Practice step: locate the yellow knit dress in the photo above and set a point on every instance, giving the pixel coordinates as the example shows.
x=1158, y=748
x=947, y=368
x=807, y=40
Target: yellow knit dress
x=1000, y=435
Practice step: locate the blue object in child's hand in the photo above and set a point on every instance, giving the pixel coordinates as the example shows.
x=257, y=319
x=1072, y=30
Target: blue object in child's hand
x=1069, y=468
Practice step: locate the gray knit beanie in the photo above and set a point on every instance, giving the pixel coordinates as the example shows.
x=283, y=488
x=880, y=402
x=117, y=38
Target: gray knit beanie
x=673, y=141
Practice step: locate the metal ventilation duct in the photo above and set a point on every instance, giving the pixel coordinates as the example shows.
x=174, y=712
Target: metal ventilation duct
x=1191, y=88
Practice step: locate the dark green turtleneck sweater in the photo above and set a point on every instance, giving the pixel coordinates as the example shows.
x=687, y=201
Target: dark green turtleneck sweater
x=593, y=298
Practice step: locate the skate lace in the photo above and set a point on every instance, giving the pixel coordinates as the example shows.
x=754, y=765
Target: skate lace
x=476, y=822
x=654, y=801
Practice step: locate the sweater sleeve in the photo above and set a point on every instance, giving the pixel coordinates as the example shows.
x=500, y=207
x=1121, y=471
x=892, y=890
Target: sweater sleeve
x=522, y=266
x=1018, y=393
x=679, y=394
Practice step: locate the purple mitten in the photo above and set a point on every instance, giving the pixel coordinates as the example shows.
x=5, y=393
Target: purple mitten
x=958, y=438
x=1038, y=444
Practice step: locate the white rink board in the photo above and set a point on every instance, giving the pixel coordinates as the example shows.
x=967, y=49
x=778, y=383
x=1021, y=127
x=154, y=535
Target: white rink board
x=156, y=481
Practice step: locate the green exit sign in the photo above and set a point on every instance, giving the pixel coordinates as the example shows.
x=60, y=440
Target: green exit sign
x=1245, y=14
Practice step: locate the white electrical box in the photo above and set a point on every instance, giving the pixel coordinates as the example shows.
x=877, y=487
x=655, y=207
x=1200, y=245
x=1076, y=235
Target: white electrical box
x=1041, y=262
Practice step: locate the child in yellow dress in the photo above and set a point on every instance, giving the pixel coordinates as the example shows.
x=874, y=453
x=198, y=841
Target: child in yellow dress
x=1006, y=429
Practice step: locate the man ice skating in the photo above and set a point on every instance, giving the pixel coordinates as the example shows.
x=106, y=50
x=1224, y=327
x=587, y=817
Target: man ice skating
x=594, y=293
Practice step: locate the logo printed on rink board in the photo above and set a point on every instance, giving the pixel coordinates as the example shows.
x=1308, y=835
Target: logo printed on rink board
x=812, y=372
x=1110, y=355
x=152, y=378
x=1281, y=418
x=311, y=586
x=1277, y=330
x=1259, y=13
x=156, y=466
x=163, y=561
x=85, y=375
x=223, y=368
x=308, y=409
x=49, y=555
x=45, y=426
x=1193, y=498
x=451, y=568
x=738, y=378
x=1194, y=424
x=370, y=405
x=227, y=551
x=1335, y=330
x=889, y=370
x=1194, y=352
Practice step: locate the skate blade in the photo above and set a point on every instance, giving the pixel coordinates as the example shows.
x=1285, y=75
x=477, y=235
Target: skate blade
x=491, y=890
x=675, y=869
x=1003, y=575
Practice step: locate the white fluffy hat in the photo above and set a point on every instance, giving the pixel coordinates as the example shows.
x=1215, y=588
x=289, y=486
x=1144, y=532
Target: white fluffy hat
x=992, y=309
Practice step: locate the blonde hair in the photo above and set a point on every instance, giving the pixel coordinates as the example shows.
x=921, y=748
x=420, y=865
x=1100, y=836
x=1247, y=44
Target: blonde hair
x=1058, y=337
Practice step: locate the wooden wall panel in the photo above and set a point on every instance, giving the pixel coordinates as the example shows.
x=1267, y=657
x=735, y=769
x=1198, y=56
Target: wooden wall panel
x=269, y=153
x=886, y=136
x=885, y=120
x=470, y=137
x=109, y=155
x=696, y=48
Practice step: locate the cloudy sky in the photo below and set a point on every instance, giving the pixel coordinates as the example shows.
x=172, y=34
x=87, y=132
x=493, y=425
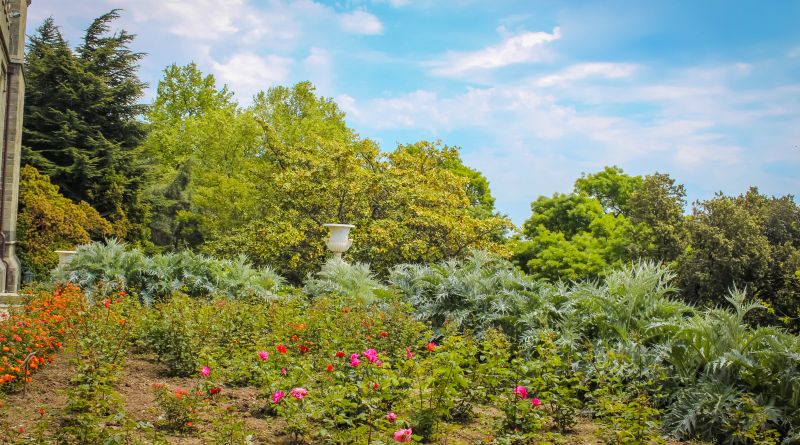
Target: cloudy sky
x=535, y=92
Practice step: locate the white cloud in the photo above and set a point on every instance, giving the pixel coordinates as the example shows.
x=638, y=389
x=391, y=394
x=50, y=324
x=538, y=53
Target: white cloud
x=683, y=121
x=360, y=22
x=526, y=47
x=247, y=73
x=205, y=20
x=587, y=70
x=317, y=67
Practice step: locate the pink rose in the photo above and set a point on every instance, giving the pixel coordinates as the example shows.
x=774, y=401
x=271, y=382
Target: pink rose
x=403, y=435
x=299, y=393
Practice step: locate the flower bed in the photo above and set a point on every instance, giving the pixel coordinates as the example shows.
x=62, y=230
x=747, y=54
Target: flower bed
x=30, y=336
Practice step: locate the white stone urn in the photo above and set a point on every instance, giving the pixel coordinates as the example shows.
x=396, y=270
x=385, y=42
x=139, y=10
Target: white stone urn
x=64, y=257
x=339, y=240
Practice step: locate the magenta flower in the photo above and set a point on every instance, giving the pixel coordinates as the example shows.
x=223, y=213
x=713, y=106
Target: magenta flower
x=371, y=355
x=403, y=435
x=299, y=393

• • • • •

## Exercise brief
Update the entries starting at the line that has "Practice step: locate the gray" and stopping after the line that has "x=1245, y=14" so that "pixel coordinates" becomes "pixel positions" each time, with nothing else altered.

## Output for this exercise
Practice step: locate the gray knit beanie in the photo above and set a point on every instance, giving the pixel positions as the example shows.
x=283, y=488
x=880, y=402
x=117, y=38
Target: gray knit beanie
x=673, y=141
Practice step: locate the metal ventilation duct in the photo above and set a point on every instance, giving the pixel positions as the example shows.
x=174, y=712
Target: metal ventilation duct
x=1191, y=88
Practice step: locate the dark green turtleneck sweater in the photo above and set a point on every instance, giving the pixel positions as the example shows.
x=687, y=201
Target: dark green turtleneck sweater
x=593, y=298
Practice step: locate the skate lace in the photo above and set a point on every instance, giving the pixel positions as the example shows.
x=754, y=765
Target: skate lace
x=476, y=822
x=654, y=801
Practice step: locate the sweater sleeve in the photo above and set a point on every instance, giving the pixel positions as the example shows.
x=500, y=207
x=1121, y=471
x=892, y=890
Target: sweater sleeve
x=522, y=266
x=1018, y=393
x=679, y=394
Practice step: locate the purple mitten in the photo above and set a point on every instance, giving the pixel positions as the example shows.
x=5, y=393
Target: purple mitten
x=958, y=438
x=1038, y=444
Practice step: locate the white rink board in the photo above and set a point on every instance, giving the pixel positions as the example shows.
x=967, y=49
x=778, y=383
x=1021, y=127
x=154, y=535
Target: white rink board
x=156, y=481
Practice step: locate the green exit sign in the photo above and set a point on every instance, giving the pixel positions as the example shows.
x=60, y=440
Target: green exit sign
x=1245, y=14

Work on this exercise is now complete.